> [Instructions for the task] Starting at the line that contains "Would you be able to point out the white vertical" and ending with the last line of the data, copy every line, requests included, and offset each coordinate in the answers by adding 111 to both of its numbers.
[begin Source records]
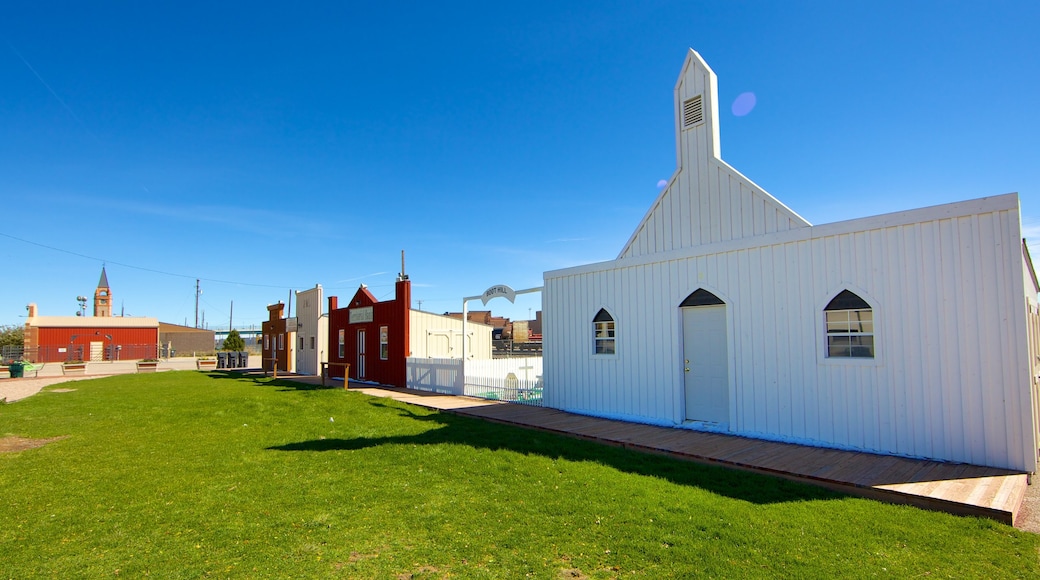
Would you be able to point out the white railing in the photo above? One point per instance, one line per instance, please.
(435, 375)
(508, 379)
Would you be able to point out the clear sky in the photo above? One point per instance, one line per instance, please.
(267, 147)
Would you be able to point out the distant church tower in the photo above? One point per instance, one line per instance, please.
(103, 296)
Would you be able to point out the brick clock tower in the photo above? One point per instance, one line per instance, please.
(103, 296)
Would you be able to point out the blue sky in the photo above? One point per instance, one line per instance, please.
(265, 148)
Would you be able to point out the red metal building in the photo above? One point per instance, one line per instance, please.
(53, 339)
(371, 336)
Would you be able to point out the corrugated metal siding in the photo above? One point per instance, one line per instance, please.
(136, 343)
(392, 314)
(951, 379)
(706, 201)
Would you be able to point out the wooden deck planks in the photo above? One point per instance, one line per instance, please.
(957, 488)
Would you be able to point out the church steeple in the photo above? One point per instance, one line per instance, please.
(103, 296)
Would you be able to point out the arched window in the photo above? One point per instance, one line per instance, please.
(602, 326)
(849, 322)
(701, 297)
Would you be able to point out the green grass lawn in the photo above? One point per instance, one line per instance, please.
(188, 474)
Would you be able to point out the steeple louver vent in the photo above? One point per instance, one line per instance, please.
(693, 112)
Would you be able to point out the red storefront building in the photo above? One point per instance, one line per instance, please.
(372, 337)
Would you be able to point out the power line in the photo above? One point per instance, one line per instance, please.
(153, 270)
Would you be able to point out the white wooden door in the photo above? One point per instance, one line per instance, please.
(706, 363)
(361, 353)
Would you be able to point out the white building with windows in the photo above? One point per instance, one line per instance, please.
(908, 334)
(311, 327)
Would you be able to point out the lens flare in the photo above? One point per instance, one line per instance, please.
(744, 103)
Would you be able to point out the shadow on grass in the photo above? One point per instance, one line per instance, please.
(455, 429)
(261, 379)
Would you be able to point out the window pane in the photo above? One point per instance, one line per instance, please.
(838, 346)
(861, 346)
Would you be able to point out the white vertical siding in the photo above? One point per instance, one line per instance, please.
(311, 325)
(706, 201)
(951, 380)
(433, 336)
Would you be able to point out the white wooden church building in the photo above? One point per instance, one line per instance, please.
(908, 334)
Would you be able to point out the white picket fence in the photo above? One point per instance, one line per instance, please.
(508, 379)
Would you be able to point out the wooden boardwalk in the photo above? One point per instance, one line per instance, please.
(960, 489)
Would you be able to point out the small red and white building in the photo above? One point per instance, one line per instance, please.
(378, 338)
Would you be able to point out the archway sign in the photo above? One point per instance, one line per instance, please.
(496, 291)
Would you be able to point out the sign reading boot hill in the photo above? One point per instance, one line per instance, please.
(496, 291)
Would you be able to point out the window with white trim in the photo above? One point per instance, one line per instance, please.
[end Source records]
> [In response]
Would you be able to point out the white vertical siding in the photo above? One point per instance, one line per instance, please.
(422, 436)
(817, 312)
(1062, 491)
(544, 447)
Would you be able to point out the white wooden church building in the photo above? One point per instance, one line per instance, please.
(1019, 445)
Would you be able to point out the white picket fence in the photo above? One point per instance, one line per instance, please.
(619, 490)
Would you be able to point out the wooden boardwalk in the photo above? One point per instance, one line per instance, please.
(1071, 600)
Would you be able to point out the small red and white building in the photo above? One point per instance, one line per instance, please.
(489, 449)
Would you be able to point out the archway sign in the photo above? One point per instance, one line per instance, please.
(607, 402)
Would you be able to point out the sign reading boot hill in the photo above? One point per instance, one line per instance, please.
(607, 402)
Would you be able to point out the window with white trim in the photo above? One point per instance, one line per instance, please.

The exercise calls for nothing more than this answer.